**Written instruction**
Pick out every line in the material below that contains the string "Target", and copy each of those lines.

**Data for this exercise**
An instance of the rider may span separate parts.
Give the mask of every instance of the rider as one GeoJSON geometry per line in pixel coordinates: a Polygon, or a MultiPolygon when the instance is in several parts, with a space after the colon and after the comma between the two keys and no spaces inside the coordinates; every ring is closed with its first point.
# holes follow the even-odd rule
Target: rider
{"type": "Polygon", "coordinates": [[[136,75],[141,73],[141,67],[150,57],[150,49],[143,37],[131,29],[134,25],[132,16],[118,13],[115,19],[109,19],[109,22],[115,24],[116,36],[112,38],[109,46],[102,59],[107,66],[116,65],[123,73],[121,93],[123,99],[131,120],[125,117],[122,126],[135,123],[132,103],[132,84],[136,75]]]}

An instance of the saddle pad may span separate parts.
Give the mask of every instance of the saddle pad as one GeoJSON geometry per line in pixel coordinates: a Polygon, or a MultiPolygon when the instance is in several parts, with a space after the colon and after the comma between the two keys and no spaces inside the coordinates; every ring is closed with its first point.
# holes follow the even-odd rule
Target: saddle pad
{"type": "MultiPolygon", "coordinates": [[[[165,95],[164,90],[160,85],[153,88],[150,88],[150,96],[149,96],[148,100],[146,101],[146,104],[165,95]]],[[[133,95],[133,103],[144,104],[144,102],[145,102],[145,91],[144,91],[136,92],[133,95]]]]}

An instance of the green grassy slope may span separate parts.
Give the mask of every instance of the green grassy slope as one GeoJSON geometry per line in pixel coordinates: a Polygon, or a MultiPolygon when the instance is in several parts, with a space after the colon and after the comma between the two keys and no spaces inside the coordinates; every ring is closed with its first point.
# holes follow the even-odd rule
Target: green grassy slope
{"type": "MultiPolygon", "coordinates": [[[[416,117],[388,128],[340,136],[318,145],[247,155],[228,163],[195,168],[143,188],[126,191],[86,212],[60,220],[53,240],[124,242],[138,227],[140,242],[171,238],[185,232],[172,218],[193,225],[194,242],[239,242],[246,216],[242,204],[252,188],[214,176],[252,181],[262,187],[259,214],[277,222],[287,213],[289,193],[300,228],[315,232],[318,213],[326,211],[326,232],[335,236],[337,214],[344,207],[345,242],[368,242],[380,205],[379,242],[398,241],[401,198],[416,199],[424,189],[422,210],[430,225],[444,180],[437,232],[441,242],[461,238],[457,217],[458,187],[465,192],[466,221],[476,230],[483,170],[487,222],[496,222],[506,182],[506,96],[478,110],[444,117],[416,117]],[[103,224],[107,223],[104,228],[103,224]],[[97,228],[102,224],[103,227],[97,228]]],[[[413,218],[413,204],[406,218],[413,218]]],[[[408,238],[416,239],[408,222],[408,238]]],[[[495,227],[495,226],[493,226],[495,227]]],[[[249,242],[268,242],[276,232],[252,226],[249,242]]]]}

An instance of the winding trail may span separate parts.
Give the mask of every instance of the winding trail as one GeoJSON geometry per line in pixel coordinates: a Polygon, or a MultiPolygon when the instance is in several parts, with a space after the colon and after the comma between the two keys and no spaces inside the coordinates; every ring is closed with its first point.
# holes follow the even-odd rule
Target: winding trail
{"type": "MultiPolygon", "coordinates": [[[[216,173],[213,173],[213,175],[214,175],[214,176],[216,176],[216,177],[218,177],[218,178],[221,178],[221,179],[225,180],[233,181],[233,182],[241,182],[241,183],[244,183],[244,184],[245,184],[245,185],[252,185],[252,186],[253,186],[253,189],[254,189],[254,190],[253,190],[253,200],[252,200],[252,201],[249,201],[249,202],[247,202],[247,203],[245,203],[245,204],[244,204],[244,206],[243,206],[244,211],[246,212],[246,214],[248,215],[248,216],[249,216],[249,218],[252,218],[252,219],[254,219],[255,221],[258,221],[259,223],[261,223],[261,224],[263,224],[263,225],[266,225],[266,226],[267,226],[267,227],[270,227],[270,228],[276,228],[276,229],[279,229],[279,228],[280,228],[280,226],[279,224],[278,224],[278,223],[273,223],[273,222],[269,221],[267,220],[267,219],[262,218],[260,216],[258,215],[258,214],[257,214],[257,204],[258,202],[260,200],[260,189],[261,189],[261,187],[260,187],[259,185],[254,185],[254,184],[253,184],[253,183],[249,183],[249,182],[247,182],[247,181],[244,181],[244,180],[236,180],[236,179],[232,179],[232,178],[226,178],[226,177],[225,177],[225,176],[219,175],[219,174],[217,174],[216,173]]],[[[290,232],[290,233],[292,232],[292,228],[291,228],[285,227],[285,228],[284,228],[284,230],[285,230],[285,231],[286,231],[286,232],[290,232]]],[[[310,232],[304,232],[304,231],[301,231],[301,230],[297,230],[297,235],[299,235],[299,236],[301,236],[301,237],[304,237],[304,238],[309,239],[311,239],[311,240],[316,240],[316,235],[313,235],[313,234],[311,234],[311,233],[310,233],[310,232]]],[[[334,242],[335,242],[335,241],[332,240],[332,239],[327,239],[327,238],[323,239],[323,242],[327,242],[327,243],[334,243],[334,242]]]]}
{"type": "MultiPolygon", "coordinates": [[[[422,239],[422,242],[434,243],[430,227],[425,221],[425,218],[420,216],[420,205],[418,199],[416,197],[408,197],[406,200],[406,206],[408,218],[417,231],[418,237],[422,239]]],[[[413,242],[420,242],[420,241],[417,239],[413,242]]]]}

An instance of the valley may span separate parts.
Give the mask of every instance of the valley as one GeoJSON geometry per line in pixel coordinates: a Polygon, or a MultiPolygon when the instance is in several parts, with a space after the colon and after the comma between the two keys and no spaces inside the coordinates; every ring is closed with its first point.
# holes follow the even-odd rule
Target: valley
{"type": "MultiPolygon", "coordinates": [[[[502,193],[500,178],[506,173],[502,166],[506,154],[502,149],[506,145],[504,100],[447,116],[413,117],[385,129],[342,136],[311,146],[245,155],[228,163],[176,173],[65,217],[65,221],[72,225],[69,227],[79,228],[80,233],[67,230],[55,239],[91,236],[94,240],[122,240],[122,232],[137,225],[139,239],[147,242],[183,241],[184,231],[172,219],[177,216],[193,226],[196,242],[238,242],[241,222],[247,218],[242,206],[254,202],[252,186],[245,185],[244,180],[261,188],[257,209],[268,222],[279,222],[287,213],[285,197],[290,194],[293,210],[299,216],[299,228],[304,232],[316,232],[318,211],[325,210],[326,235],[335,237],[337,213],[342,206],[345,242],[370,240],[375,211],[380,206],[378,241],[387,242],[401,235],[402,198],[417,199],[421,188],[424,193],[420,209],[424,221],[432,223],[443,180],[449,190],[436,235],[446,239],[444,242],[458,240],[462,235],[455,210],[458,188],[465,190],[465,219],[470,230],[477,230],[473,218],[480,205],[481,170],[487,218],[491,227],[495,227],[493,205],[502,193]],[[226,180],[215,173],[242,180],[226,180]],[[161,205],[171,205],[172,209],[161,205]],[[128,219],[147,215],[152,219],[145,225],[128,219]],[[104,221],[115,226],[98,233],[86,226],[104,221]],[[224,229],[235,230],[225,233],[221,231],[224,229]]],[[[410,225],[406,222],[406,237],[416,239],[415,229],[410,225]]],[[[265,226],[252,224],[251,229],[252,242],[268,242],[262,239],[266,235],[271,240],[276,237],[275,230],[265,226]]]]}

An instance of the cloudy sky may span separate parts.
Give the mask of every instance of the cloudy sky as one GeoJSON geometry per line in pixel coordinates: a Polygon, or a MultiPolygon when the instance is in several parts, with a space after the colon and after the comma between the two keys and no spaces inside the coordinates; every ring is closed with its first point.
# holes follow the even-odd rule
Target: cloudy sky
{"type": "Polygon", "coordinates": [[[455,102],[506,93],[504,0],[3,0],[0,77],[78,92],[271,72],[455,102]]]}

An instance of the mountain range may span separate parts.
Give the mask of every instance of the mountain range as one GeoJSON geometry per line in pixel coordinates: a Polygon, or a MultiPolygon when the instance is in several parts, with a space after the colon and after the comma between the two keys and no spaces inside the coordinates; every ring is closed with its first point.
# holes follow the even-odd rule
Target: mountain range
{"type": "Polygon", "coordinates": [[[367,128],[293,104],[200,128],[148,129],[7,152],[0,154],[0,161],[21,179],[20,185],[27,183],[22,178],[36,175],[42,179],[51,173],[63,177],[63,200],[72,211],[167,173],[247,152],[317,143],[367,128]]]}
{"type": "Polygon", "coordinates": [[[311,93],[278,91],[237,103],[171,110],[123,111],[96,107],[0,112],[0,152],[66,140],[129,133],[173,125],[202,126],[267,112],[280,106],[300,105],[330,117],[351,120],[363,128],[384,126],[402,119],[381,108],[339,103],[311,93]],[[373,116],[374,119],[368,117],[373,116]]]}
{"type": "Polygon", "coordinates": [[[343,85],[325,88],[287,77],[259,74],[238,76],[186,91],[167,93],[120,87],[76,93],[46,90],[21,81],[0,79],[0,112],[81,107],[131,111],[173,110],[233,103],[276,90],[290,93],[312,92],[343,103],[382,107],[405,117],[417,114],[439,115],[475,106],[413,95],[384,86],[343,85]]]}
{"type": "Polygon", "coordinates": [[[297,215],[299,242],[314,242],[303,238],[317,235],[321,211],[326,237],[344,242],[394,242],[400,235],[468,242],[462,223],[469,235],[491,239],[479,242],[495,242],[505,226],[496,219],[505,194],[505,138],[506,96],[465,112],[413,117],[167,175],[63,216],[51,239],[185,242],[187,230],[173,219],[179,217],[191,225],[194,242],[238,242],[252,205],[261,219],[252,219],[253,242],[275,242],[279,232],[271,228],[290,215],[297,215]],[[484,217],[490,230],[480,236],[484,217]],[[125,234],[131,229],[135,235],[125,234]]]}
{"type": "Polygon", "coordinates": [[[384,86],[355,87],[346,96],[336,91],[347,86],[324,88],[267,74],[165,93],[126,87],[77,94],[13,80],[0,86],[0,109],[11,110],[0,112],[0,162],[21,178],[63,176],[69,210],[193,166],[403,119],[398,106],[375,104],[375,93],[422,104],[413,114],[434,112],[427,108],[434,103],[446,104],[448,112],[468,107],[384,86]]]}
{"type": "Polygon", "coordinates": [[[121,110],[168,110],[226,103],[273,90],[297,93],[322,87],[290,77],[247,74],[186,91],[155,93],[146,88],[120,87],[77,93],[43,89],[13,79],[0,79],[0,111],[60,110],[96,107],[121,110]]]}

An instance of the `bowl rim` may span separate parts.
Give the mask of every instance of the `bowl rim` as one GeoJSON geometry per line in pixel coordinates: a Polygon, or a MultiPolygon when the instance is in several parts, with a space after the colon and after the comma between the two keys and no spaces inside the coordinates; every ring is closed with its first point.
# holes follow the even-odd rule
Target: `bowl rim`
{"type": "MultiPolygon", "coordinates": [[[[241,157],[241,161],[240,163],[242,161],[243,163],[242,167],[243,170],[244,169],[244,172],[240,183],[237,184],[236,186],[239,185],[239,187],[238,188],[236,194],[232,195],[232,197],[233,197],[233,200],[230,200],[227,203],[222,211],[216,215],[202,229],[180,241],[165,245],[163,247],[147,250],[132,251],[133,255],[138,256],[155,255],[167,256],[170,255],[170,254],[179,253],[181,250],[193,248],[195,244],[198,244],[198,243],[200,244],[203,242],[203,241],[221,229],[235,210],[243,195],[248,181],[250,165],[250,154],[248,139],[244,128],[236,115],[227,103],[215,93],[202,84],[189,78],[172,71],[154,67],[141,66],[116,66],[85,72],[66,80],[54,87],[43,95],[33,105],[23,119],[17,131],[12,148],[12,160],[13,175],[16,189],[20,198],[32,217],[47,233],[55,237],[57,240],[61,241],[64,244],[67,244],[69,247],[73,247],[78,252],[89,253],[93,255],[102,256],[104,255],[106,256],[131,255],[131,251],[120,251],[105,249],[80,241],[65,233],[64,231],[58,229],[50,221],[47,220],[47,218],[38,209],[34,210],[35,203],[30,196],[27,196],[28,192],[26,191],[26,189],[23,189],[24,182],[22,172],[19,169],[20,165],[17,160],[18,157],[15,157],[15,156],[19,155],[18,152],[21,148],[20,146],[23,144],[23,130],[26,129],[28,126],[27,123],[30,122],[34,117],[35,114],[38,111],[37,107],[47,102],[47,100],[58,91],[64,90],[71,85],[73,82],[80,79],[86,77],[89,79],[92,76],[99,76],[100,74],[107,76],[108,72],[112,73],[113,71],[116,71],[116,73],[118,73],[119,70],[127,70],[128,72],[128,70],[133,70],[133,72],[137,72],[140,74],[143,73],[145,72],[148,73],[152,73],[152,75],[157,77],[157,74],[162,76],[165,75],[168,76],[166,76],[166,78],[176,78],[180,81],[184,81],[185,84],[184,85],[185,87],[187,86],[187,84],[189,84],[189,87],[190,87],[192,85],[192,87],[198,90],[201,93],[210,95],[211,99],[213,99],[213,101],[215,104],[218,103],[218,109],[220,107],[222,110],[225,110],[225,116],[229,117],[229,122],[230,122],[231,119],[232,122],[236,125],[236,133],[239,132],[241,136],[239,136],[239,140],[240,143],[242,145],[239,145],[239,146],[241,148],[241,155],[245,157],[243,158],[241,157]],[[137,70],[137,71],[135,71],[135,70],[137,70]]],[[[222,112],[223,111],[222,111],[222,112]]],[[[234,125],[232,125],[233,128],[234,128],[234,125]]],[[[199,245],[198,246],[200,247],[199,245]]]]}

**Output**
Target: rider
Target: saddle pad
Target: green grassy slope
Target: winding trail
Target: valley
Target: cloudy sky
Target: mountain range
Target: `bowl rim`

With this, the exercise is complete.